**DOCUMENT TEXT:**
..........

Fero commented on Make a distinction: Errors vs. Alerts

Fri, 18 Nov 2011 09:29:43 GMT

I'm have been using Elmah error module for a long time and, it works really well but only on Asp.Net and Asp.Net Mvc. So then developed extension for Elmah and it can be used with any project Silverlight, Console, WPF, WCF. Here is source https://github.com/vincoss/vinco-logging-toolkit. Later update will call Elmah.Everywhere

Scooletz commented on Make a distinction: Errors vs. Alerts

Fri, 18 Nov 2011 07:00:57 GMT

@Will, @Alwin yes it would be nice, whether using IObservable or other way to describe the requirement of an alert, but what about scaling such solution? What if error occurs on different machines - are logged to different log files/dbs whatever? @Ayende, where do store such information? How do you want to filter the stream of events from multiple servers?

Alwin commented on Make a distinction: Errors vs. Alerts

Fri, 18 Nov 2011 02:01:02 GMT

Will, couldn't you do something like that with Reactive Framework (Rx)? You know, with Throttle and such...

Will Gant commented on Make a distinction: Errors vs. Alerts

Thu, 17 Nov 2011 22:17:49 GMT

There should also be a SqlException inside angle brackets < > to the right of the For (it's intended to be a generic method). It might have gotten interpreted as HTML.

Will Gant commented on Make a distinction: Errors vs. Alerts

Thu, 17 Nov 2011 22:15:56 GMT

There should only be one period after the For(). Ayende's site handled the code just fine, but it figures I'd make at least one syntax error.

Will Gant commented on Make a distinction: Errors vs. Alerts

Thu, 17 Nov 2011 22:12:04 GMT

It would be nice if there was a package that let you fluently configure a policy for how your app handles errors based on type and contents. I'd love to be able to do something like: For(). .InTimeSpan().Minutes(5) .Occurs(10) .CompareBy(CompareBy.StackTrace | CompareBy.Host) .Where(ex=> e.Message.Contains("Timeout")) .Act(ex=>{SendPanicMessage(ex);}); That way, I could filter errors by type, contents, how close together they are, etc, and tell it what to do with them. I have no idea off the top of my head how one might implement this and make it perform well (especially across multiple machines), but something like this would be awful handy. The intent of the above is to send a panic message when 10 or more SqlExceptions with the word "Timeout" in their message occur in a five minute timespan, from the same device with the same stacktrace. (This is just a first brush - someone that is actually skilled at making fluent interfaces could make this a good deal cleaner and more expressive). I think you'd almost have to chuck the exceptions off into a message queue or something though - you wouldn't want the logic to check all this stuff to be running inside your app. It would also probably need to be pushed to a central location to handle the load-balancing scenario. Further, if you were to chuck this into a database somewhere, you could report on the frequency of the errors. That might be handy for building a triage list for a development roadmap before the clients get involved. I also hope that the code doesn't get turned into (worse) indecipherable gibberish in the act of posting it.

..........

**SUPPLIED DATA:**
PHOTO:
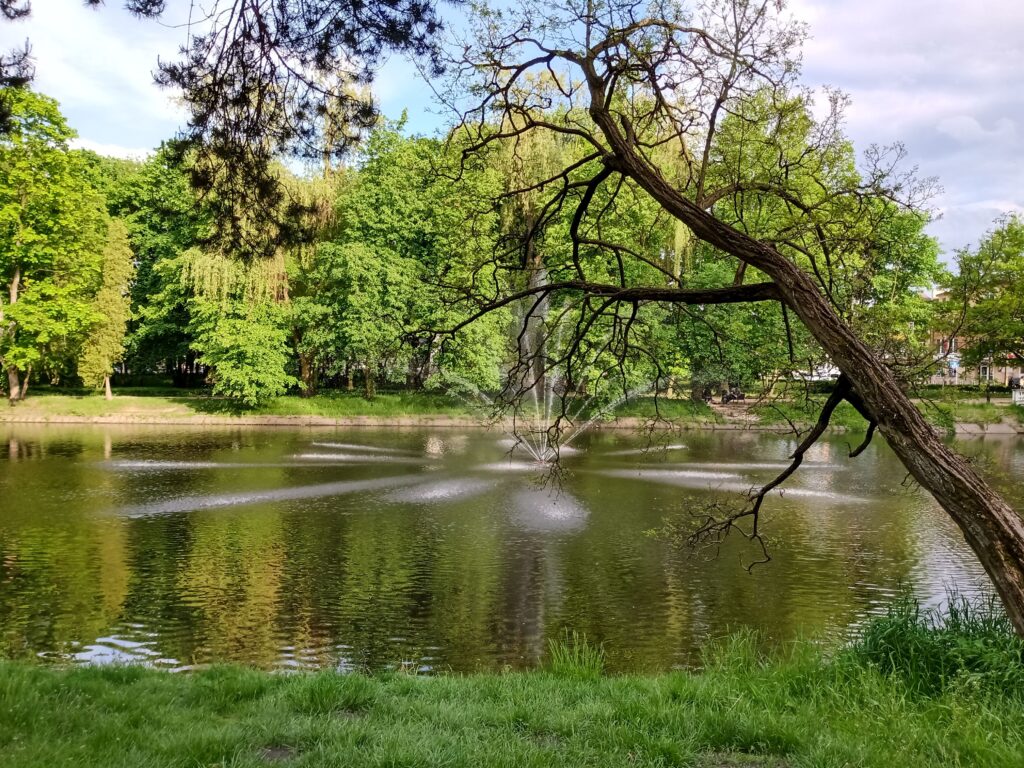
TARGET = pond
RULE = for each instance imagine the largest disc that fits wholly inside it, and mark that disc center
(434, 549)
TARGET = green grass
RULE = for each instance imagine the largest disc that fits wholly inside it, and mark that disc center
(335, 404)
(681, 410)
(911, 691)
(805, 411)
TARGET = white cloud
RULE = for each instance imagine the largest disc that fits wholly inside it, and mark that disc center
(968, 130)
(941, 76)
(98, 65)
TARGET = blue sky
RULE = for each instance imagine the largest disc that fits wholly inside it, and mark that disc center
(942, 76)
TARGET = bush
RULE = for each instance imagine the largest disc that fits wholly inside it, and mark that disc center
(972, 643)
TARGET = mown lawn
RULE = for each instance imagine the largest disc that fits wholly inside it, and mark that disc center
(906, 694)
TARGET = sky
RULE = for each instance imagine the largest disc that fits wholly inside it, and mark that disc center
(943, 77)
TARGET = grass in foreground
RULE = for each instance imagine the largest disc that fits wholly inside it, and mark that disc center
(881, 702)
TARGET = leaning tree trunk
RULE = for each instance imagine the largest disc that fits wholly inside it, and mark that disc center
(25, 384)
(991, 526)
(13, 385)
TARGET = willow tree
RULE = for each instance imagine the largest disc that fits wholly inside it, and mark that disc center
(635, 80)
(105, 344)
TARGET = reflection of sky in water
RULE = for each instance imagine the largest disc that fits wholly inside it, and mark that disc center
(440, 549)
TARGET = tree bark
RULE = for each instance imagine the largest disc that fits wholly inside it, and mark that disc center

..........

**AIM 1:**
Answer these questions from the comment thread:
(a) Besides Asp.Net and Asp.Net Mvc, which kinds of projects does Fero say the Elmah extension can be used with?
(b) Which framework does Alwin suggest Will could use?
(c) According to Will Gant, how many SqlExceptions, and within what timespan, should trigger the panic message?
**AIM 2:** Reproduce the stretch of the comment thread from "Alwin commented on" through "interpreted as HTML.".

**TASK SOLUTION 1:**
(a) Silverlight, Console, WPF and WCF.
(b) The Reactive Framework (Rx).
(c) 10 or more SqlExceptions within a five-minute timespan.

**TASK SOLUTION 2:**
Alwin commented on Make a distinction: Errors vs. Alerts

Fri, 18 Nov 2011 02:01:02 GMT

Will, couldn't you do something like that with Reactive Framework (Rx)? You know, with Throttle and such...

Will Gant commented on Make a distinction: Errors vs. Alerts

Thu, 17 Nov 2011 22:17:49 GMT

There should also be a SqlException inside angle brackets < > to the right of the For (it's intended to be a generic method). It might have gotten interpreted as HTML.